>> begin Exercise inputs
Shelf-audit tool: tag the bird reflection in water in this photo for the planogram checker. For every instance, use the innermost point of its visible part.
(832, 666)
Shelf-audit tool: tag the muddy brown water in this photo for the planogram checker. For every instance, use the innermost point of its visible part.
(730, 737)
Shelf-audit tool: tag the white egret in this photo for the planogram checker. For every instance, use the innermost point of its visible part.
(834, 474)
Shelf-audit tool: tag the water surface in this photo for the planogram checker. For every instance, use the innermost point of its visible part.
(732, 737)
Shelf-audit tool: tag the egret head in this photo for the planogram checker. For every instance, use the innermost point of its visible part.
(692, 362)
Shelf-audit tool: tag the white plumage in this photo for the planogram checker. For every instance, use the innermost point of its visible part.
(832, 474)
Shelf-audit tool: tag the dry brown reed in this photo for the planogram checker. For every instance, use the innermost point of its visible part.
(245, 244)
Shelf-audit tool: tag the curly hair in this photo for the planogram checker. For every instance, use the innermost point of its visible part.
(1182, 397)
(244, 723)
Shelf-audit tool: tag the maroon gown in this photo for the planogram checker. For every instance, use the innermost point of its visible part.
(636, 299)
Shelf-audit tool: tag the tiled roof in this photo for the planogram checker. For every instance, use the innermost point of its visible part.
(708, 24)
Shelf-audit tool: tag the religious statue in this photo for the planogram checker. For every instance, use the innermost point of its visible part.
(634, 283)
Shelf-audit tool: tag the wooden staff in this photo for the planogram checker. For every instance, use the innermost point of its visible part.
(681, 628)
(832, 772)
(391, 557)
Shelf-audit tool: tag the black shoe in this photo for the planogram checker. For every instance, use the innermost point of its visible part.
>> end Exercise inputs
▶ _Do this_
Lay out every line of the material above as a JSON list of strings, with one string per line and blank lines left out.

▶ _The output_
[
  "Shelf-audit tool: tag the bird reflection in water in this photo for the planogram checker. For every instance, use the innermost point of its visible part.",
  "(832, 666)",
  "Shelf-audit tool: tag the muddy brown water in this photo for the planogram checker. For every instance, use the innermost point of its visible part.",
  "(730, 737)",
  "Shelf-audit tool: tag the white egret in this photo for the planogram checker. For every instance, use the innermost point of its visible part.",
  "(834, 474)",
  "Shelf-audit tool: tag the water surface in this photo for the planogram checker. For every instance, use the innermost point of its visible part.",
  "(732, 737)",
  "Shelf-audit tool: tag the egret head in this photo for the planogram checker. For every instance, use the innermost point of its visible part.",
  "(692, 362)",
  "Shelf-audit tool: tag the white plumage in this photo for the planogram checker. For every instance, use the innermost point of its visible part.",
  "(832, 474)",
  "Shelf-audit tool: tag the dry brown reed in this photo for the planogram checker. For every instance, use the innermost point of its visible part.",
  "(245, 244)",
  "Shelf-audit tool: tag the curly hair in this photo for the planogram checker. For every instance, use the innermost point of its visible part.",
  "(1182, 397)",
  "(244, 723)",
  "Shelf-audit tool: tag the maroon gown in this photo for the planogram checker. For every instance, use the innermost point of its visible part.",
  "(636, 299)",
  "Shelf-audit tool: tag the tiled roof in this photo for the planogram checker. For every instance, use the innermost point of its visible part.",
  "(708, 24)",
  "Shelf-audit tool: tag the religious statue in this photo for the planogram checker. For every instance, use the innermost point of its visible part.",
  "(634, 283)",
  "Shelf-audit tool: tag the wooden staff in this photo for the planogram checker. For every instance, use the innermost point of its visible part.",
  "(681, 628)",
  "(832, 772)",
  "(391, 557)",
  "Shelf-audit tool: tag the black shoe in this photo for the planogram checker. For every instance, use the innermost point of its visible part."
]